*** The data Section Begins ***

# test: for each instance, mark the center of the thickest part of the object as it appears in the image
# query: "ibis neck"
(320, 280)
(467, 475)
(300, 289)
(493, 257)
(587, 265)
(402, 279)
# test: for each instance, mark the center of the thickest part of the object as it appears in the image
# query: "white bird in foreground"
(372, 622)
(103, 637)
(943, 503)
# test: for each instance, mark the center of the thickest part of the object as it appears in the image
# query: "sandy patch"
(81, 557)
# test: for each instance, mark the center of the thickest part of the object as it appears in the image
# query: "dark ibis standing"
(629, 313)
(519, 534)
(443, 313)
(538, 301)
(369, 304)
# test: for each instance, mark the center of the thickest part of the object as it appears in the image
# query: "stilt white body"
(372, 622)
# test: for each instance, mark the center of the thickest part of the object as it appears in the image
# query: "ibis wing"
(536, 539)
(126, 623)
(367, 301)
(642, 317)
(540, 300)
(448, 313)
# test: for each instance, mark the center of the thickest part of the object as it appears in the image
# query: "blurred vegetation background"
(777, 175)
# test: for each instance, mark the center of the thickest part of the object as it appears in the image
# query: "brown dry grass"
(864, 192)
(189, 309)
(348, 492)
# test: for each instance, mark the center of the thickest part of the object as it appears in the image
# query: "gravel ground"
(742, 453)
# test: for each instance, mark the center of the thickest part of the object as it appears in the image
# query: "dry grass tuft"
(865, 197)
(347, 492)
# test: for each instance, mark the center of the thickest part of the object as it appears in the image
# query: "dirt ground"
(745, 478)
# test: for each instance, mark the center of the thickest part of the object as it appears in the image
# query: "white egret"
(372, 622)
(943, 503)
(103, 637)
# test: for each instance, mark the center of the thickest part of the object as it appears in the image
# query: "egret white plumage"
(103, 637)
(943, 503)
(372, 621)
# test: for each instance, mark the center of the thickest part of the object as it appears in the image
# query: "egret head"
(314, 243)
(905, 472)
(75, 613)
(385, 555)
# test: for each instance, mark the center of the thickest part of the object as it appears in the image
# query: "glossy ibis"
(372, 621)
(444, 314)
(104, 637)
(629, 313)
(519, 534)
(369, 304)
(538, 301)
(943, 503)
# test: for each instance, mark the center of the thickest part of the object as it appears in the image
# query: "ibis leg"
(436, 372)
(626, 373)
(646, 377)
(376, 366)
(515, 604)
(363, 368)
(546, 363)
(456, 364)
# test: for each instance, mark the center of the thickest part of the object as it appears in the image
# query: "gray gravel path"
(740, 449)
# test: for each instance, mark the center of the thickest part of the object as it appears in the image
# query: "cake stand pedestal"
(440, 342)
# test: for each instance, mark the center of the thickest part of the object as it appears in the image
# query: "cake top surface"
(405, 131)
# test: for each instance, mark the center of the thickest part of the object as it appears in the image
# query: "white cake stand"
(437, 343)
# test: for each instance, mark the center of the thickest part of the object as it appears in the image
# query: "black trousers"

*** The data Section Ends ***

- Exercise objective -
An exact copy of every record is needed.

- Solved problem -
# test: for each instance, mark the center of the thickest part of the object as it appears in the image
# query: "ibis neck"
(320, 280)
(467, 475)
(300, 289)
(493, 257)
(587, 265)
(402, 279)
# test: for each instance, mark the center of the thickest part of the object as it appears in the image
# query: "white bird in foreground"
(372, 622)
(103, 637)
(943, 503)
# test: for each instance, mark the center of the thickest part of the object as it appears in the image
# query: "sandy patch"
(81, 557)
# test: for each instance, mark the center of the thickest part of the object as it appears in the image
# query: "dark ibis standing"
(629, 313)
(519, 534)
(443, 313)
(538, 301)
(369, 304)
# test: for each instance, mark the center of the thickest part of the object as it appears in the image
# query: "stilt white body"
(372, 622)
# test: for each instance, mark the center of the thickest part of the object as it appears in the image
# query: "ibis wing"
(536, 539)
(126, 623)
(367, 301)
(642, 317)
(540, 300)
(448, 313)
# test: for each instance, mark the center of the thickest part of the object as it appears in the image
# query: "blurred vegetation background"
(777, 175)
# test: for each instance, mark the center of the thickest part of the object as it appears in the image
# query: "brown dry grass"
(864, 192)
(189, 309)
(348, 492)
# test: for each instance, mark the center of the thickest part of the object as it appears in the image
# query: "gravel ground"
(742, 453)
# test: for each instance, mark the center of the thickest part of the object as it appears in the image
# query: "dry grass tuft"
(865, 197)
(347, 492)
# test: for each instance, mark the center of the thickest part of the object as it appears in the image
# query: "dirt ground"
(745, 478)
# test: for each instance, mark the center of the thickest part of the object as it appears in the image
# query: "white egret"
(372, 622)
(943, 503)
(103, 637)
# test: for each instance, mark the center of the thickest part of the object as it appears in the image
# query: "egret white plumage"
(103, 637)
(943, 503)
(372, 621)
# test: for each instance, mark the center of the thickest part of the object as it appears in the image
# query: "egret head"
(314, 243)
(905, 472)
(75, 613)
(385, 555)
# test: for each instance, mark the center of the thickest part of the object as it appears in the image
# query: "glossy ibis"
(372, 621)
(444, 314)
(104, 637)
(629, 313)
(519, 534)
(369, 304)
(538, 301)
(943, 503)
# test: for each instance, mark the center of the thickest part of the object as it appears in the image
# query: "ibis leg"
(436, 372)
(626, 373)
(646, 377)
(376, 366)
(515, 604)
(363, 368)
(546, 363)
(456, 364)
# test: for each instance, mark the center of the thickest part of the object as it appears in the image
# query: "gray gravel path"
(740, 449)
# test: for each instance, mark the center of the thickest part of the object as it appears in the image
# query: "cake stand pedestal"
(440, 342)
# test: for each instance, mark the center of the thickest part of the object as it appears in the image
# query: "cake top surface"
(405, 131)
# test: for each instance, mark the center of the thickest part of the object as it appears in the image
# query: "white cake stand"
(437, 343)
# test: for each instance, mark the center of the thickest part of the object as it appears in the image
# query: "black trousers"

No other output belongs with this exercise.